Point localization data

----------------------------------------

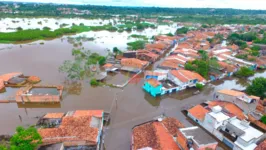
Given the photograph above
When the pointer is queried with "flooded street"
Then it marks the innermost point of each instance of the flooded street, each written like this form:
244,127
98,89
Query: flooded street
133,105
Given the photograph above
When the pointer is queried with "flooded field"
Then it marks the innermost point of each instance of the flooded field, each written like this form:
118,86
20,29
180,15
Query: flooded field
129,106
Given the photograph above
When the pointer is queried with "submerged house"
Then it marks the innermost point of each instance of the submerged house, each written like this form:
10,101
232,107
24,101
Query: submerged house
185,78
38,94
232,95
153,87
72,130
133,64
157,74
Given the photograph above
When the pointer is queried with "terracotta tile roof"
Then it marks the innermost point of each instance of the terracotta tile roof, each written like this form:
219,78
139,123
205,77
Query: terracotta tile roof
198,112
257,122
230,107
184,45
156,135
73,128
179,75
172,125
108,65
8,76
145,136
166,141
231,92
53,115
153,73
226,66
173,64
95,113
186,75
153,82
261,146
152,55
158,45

----------------------------------------

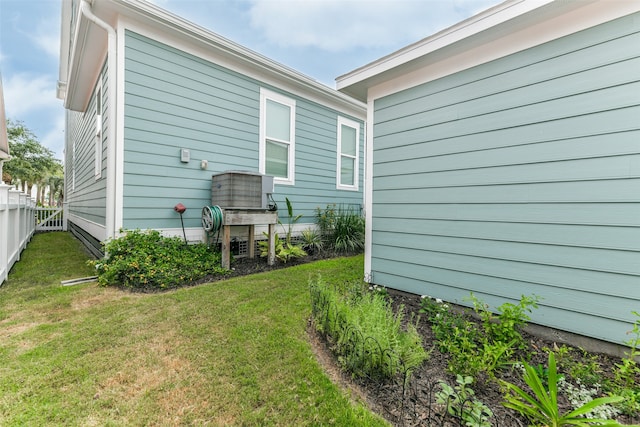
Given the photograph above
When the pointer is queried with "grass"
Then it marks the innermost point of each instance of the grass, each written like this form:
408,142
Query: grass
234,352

----------------------------------------

The answer must be every line of the data that contains the word "pointer".

When the pointer is queried with "flooded street"
When the pointer is queried with "flooded field"
When the pointer is queried with "submerged house"
When the pointer is queried with "terracotta tile roof"
When the pointer is queried with "grass"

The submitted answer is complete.